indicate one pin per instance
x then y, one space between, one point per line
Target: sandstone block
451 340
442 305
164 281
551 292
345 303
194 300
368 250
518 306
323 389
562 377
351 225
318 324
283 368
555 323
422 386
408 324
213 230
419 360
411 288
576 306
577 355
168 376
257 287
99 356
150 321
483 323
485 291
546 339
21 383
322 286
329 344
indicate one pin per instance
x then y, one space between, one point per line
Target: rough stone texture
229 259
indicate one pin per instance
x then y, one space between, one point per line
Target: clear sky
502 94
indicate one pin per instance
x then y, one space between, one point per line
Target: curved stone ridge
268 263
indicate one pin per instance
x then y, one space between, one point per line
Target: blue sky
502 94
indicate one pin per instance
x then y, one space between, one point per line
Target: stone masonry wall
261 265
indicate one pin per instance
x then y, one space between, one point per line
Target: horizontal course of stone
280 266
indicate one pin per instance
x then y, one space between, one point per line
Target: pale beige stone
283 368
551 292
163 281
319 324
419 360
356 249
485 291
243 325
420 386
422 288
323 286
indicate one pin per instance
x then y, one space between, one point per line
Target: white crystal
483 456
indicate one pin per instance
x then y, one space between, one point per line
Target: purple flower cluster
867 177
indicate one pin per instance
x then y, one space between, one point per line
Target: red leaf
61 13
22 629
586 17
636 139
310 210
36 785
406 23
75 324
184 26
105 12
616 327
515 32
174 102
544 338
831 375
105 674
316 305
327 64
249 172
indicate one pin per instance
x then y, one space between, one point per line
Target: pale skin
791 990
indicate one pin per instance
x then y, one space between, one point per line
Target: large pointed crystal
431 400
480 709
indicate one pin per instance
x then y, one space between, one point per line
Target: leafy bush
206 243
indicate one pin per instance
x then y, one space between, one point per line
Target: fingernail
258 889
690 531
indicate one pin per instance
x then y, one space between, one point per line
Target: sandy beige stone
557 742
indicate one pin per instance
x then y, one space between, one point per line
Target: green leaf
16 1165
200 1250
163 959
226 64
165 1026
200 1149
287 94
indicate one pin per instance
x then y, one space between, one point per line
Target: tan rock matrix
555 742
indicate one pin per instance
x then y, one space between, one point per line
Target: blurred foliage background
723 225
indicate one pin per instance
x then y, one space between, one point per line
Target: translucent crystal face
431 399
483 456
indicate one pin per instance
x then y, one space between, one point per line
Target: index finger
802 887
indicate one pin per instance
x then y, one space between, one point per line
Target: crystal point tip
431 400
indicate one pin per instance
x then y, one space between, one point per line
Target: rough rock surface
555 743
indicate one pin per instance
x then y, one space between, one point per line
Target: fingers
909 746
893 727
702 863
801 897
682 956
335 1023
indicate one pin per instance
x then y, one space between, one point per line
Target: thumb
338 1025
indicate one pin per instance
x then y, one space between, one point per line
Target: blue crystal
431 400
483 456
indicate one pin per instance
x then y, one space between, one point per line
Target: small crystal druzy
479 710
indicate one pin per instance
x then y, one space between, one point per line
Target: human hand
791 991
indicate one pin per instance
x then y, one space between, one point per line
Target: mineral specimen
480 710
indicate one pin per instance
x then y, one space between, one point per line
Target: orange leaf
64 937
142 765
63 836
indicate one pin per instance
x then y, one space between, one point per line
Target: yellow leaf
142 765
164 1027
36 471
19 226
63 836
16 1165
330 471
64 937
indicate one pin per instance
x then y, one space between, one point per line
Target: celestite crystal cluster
#####
Problem to solve:
Repeat the records exactly, including every line.

Written solution:
indicate one pin per instance
x then y, one space between, one point per line
Target: sandstone block
451 340
442 305
164 281
551 292
345 303
194 300
368 250
518 306
323 389
562 377
351 225
318 324
283 368
555 323
422 386
408 324
213 230
419 360
411 288
576 306
577 355
168 376
257 287
99 356
150 321
483 323
485 291
546 339
21 383
322 286
329 344
indicate one pin per instance
x then y, one space between, one point per line
Target: rough stone texture
229 259
indicate one pin per instance
x then y, one space between, one point per line
Target: clear sky
502 94
indicate one pin per instance
x then y, one space between, one point per line
Target: curved stone ridge
268 263
indicate one pin per instance
x then y, one space between, one point per line
Target: blue sky
502 94
indicate one pin per instance
x then y, one space between, one point per line
Target: stone masonry wall
261 265
indicate one pin per instance
x then y, one space between, one point per line
Target: horizontal course of stone
280 266
indicate one pin per instance
x then y, one space between, one point per line
Target: pale beige stone
283 368
551 292
163 281
319 324
419 360
356 249
485 291
243 325
420 386
422 288
323 286
indicate one pin per instance
x then y, one space between, one point per line
Target: white crystal
483 456
indicate one pin per instance
x then y, one space between, one point per line
Target: purple flower cluster
867 177
indicate one pin per instance
x then y, one space between, one point per line
Target: red leaf
61 13
22 629
586 17
636 139
310 210
36 785
406 23
75 324
184 26
105 12
616 327
515 32
174 102
544 338
831 375
105 674
316 305
327 64
249 172
indicate one pin per instance
x then y, one space between, one point per line
Target: pale skin
791 990
indicate one pin per instance
x then y, one space between, one point per line
Target: large pointed crystal
431 400
480 709
indicate one pin per instance
x then y, one space between, one point per line
Target: leafy bush
206 243
indicate one pin per instance
x then y, one space between, one point per line
Target: fingernail
258 889
690 531
indicate one pin per instance
x then y, one space between, one point per line
Target: sandy beige stone
557 742
indicate one pin per instance
x then y, one space between, one point per line
Target: green leaf
16 1165
200 1250
163 959
226 64
165 1026
200 1149
287 94
indicate one pin per instance
x then y, one space between, one point per line
Target: tan rock matrix
555 742
indicate one pin per instance
x then y, one space between, one point per line
Target: blurred foliage background
723 225
indicate one pin per instance
x then y, one space between, one point per line
Target: translucent crystal face
431 399
483 456
indicate one pin per instance
x then y, one space between, one point per line
Target: index finger
802 887
indicate one pin per instance
x then y, one space between, one point per line
Target: crystal point tip
431 400
indicate one pin per instance
x then y, one space between, one point per line
Target: rough rock surface
555 743
indicate one pin per instance
x then y, one space between, one point per line
Target: fingers
909 746
893 727
702 863
801 897
682 956
335 1023
indicate one pin per instance
x then y, one space between, one point per line
Target: thumb
338 1025
indicate one pin per instance
x then y, one space between, one point per line
Target: blue crystal
431 400
483 456
indicate one pin per instance
x then y, one space between, one point per line
Target: small crystal druzy
479 710
indicate one pin per instance
x then y, one space between, one point per line
Target: human hand
791 991
indicate one pin per instance
x then y, one space between, one point per line
Target: mineral specimen
480 710
indicate one pin per instance
x then y, one space between, one point per line
Target: orange leaf
64 937
142 765
63 836
indicate one pin per instance
x then y, one space between, one point per line
Target: yellow leaf
142 765
164 1027
36 471
19 226
63 836
16 1165
330 471
64 937
indicate one pin per instance
x then y, one space between, one point per line
Target: celestite crystal cluster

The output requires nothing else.